These two emerged as superpowers after World War II.
Who are the United States and the USSR?
This U.S. president introduced a policy promising to support countries threatened by communism.
Who is Harry Truman?
After WWII, this country was divided into four occupation zones controlled by Allied powers.
What is Germany?
This alliance united the U.S., Canada, and Western European nations in mutual defense.
What is NATO?
This communist leader established control of China in 1949.
Who is Mao Zedong?
This type of war involved superpowers supporting opposing sides without directly fighting each other.
What is a proxy war?
A nation with overwhelming military, political, and economic influence.
What is a superpower?
This policy aimed to stop communism from spreading beyond where it already existed.
What is containment?
This region of Germany became democratic and capitalist after the division.
What is West Germany?
This alliance formed in response to NATO united the Soviet Union and Eastern European nations.
What is the Warsaw Pact?
This rival leader of the Nationalists fled to Taiwan after losing the Chinese Civil War.
Who is Chiang Kai-shek?
This war began when a communist northern force invaded a democratic southern neighbor in 1950.

* Supplied data:
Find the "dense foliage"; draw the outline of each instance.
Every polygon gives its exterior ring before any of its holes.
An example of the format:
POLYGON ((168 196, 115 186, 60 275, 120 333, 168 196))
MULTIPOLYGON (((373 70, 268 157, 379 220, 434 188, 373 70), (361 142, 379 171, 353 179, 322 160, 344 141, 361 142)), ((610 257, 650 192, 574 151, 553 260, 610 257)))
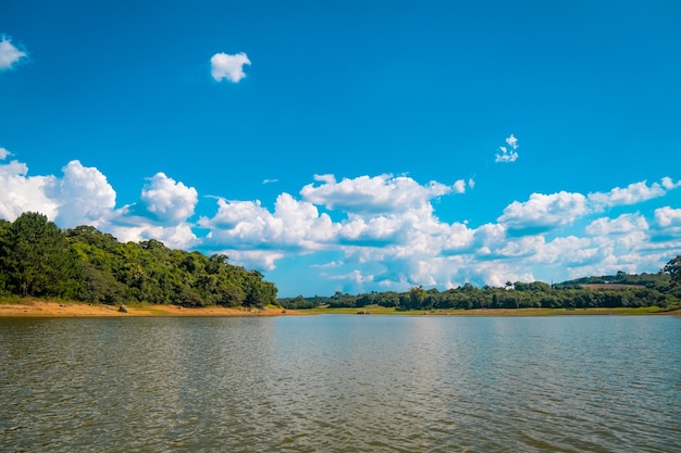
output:
POLYGON ((411 288, 406 292, 371 292, 358 295, 336 292, 332 297, 280 299, 286 309, 364 307, 380 305, 397 310, 471 309, 589 309, 681 305, 681 255, 671 260, 659 274, 587 277, 548 285, 543 281, 507 282, 503 288, 479 289, 470 284, 438 291, 411 288))
POLYGON ((61 230, 24 213, 0 221, 0 295, 95 303, 184 306, 276 303, 276 287, 227 256, 168 249, 157 240, 119 242, 90 226, 61 230))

* Problem set:
[a] Pick out every line of the rows that contains the word "draw" and copy each one.
[b] Supply the next part of the Cold War quiz, starting right after its final line.
The Cold War quiz and the rows were taken from unrelated sources.

* Task responses:
[a]
Find the "dense foliage"; draw the outline of each instance.

[b]
What is the Korean War?
Because of widespread destruction and economic collapse during WWII, these European nations lost global dominance.
What are Britain and France?
These two countries were the first to receive U.S. aid under the Truman Doctrine.
What are Greece and Turkey?
This Cold War event involved Western Allies flying supplies into a blocked city for nearly a year.
What is the Berlin Airlift?
This term describes the competition between superpowers to build more powerful weapons.
What is the arms race?
This economic campaign attempted to rapidly industrialize China through collectivized farming.
What is the Great Leap Forward?
This line still divides North and South Korea today following a Cold War stalemate.
What is the 38th parallel?
The U.S. supported this type of system, while the USSR supported communism, creating ideological conflict.
What is capitalism (or democracy)?
The Soviet Union rejected this program because it believed it would increase this rival nation’s influence in Europe.
What is the United States?
The Soviet Union created this crisis by cutting off land access to West Berlin in an attempt to force Allied withdrawal.
What is the Berlin Blockade?
These types of weapons created constant global fear because they could destroy entire cities instantly.
What are nuclear weapons?
This major split between two communist powers weakened global communist unity during the Cold War.
What is the Sino-Soviet Split?
This 1962 crisis brought the world closest to nuclear war after missiles were placed near the U.S.
What is the Cuban Missile Crisis?
This fundamental Cold War tension stemmed from each side fearing the global spread of the other’s political and economic system.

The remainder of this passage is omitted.